Drinking juice - and only juice - for two months could earn you the title of fruit loop.
For Australian Joe Cross the extreme diet won him numerous awards, trimmed down his gut, and appeared to cure his debilitating autoimmune disease. But not everyone is won over, with an Auckland nutritionist warning of the dangers of cutting out whole food groups.
Cross, a former financial trader, is in Auckland to promote his award-winning documentary, Fat, Sick & Nearly Dead and campaign against processed food.
"When you eat food that is made by people in white coats ... you end up seeing people in white coats," he says.
A green juice concocted of celery, ginger and apples sits in front of him.
Aged in his mid-40s, he says he feels 21.
Rewind about five years and it was a different story.
Cross was 45 kg overweight, loaded up on steroids for an autoimmune disease and at risk from high cholesterol and diabetes.
Sex, exercise and holding a grocery bag were enough to inflame his chronic disease.
People were asking when the twins were due when a light bulb went on for Cross.
"Holy smoke: I'm actually carrying breakfast, lunch and dinner for probably six or seven months on my body," he says.
He decided to stop outsourcing his health to medical experts and ditch the pills for juice.

PROBLEMS AND TASKS:
1. Could you transcribe the article about Joe Cross's juice diet between "Cross, a former" and "he feels 21.", inclusive?
2. Could you go on with the article about Joe Cross's juice diet, picking up right after its final sentence?
The records that come next are unrelated to the article about Joe Cross's juice diet.

INPUT DATA:
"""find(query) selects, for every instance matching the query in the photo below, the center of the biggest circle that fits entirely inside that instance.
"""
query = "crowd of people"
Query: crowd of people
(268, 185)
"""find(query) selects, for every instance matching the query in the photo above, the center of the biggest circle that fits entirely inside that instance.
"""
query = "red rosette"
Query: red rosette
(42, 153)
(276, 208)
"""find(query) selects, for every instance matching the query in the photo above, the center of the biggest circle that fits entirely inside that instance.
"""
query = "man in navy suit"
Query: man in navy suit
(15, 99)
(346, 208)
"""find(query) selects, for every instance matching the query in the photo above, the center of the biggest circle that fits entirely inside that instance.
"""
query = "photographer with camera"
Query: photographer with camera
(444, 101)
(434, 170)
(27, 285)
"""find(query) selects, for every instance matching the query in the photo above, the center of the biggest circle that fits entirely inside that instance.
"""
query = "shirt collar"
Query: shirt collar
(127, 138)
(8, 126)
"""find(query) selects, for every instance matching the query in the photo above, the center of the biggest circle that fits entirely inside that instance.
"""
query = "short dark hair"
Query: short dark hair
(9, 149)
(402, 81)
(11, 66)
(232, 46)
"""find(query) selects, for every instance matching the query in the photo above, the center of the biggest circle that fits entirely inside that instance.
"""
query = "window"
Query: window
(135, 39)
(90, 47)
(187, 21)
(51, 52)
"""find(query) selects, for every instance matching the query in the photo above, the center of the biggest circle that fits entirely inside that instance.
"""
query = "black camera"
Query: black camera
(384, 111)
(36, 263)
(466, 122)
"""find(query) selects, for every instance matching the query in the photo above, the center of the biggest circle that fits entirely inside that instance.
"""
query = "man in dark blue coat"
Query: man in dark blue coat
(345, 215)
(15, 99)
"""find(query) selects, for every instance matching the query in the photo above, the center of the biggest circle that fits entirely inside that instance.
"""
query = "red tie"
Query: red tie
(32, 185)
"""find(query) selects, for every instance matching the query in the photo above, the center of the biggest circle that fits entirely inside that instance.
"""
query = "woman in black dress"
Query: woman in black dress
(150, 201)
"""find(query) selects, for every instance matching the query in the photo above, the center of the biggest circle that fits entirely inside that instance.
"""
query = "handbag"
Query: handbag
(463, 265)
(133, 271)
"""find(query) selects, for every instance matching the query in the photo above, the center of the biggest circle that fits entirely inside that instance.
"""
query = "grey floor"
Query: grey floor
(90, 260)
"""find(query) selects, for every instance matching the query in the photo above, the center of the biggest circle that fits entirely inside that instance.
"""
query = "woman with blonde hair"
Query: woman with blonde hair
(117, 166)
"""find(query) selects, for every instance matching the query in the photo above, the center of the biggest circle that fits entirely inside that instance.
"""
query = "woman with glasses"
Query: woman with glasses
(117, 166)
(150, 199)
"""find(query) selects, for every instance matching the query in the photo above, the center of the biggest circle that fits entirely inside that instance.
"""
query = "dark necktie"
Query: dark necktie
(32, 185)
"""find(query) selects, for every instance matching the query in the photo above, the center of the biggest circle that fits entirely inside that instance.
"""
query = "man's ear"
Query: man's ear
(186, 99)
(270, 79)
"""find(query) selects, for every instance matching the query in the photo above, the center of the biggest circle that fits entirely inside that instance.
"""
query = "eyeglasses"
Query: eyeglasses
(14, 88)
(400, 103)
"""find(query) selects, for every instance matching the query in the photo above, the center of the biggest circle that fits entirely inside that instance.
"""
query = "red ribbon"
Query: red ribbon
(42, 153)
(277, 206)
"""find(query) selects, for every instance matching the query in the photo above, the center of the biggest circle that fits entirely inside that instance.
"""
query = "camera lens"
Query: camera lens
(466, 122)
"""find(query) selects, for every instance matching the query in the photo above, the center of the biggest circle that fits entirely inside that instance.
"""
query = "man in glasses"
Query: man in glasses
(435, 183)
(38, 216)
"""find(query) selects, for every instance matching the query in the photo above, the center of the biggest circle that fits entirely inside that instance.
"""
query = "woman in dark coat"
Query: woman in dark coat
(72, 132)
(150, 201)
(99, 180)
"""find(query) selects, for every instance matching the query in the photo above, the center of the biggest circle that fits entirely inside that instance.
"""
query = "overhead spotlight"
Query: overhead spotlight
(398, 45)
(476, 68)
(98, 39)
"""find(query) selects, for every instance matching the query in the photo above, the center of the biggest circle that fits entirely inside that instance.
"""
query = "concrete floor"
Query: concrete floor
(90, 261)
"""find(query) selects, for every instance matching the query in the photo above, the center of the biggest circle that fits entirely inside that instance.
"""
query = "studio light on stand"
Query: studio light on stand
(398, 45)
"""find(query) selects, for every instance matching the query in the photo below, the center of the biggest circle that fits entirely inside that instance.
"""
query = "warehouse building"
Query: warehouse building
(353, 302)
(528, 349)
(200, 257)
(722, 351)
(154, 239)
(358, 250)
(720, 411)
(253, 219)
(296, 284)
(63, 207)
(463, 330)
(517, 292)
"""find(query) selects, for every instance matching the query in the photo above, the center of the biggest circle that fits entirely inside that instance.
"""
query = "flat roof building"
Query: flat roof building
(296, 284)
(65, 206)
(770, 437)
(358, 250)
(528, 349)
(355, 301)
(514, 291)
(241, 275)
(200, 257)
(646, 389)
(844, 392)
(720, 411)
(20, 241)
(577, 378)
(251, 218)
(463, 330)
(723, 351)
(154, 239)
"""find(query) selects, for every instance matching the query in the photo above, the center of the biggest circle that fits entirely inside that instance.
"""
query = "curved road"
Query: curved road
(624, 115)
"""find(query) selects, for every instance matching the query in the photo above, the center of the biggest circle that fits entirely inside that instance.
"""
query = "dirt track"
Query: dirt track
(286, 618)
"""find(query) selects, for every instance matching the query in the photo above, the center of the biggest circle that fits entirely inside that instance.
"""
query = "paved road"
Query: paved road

ANSWERS:
1.
Cross, a former financial trader, is in Auckland to promote his award-winning documentary, Fat, Sick & Nearly Dead and campaign against processed food.
"When you eat food that is made by people in white coats ... you end up seeing people in white coats," he says.
A green juice concocted of celery, ginger and apples sits in front of him.
Aged in his mid-40s, he says he feels 21.

2.
For the next two months, armed with a juicer, he consumed only fruit, vegetable, nuts and seeds.
Travelling across 5,000 kilometres in the United States, he filmed his journey to get off the pills and go healthy.
A little extreme maybe?
"The first three days I wanted to die, I thought I was an idiot," he says. "After five or six days I had never felt so good in my life."
His smell and sight improved, the tiredness went away and he cut out his medication, he says.
"You wake up in the morning and feel on fire, that's when it's worthwhile."
However, AUT nutrition professor Elaine Rush advises against extreme diets where food groups are removed.
"It would be very difficult to have a balanced diet. Where is the protein?
"He's not going to have normal gut action as there won't be much bulk in the diet to move on."
There is no evidence this diet would be beneficial for other people and could potentially be dangerous for people's health, she says.
Drinking only juice would also mean you miss the social aspect of enjoying meals with family and friends.
About one million adults - about one third of New Zealanders - are considered obese, according to the 2011-12 Health Survey.
Despite the nutritionists frowning on his juice diet, Cross says he hopes the film will encourage overweight people to taking on healthier lives.
"Somewhere between five and 15 days will benefit nearly everybody."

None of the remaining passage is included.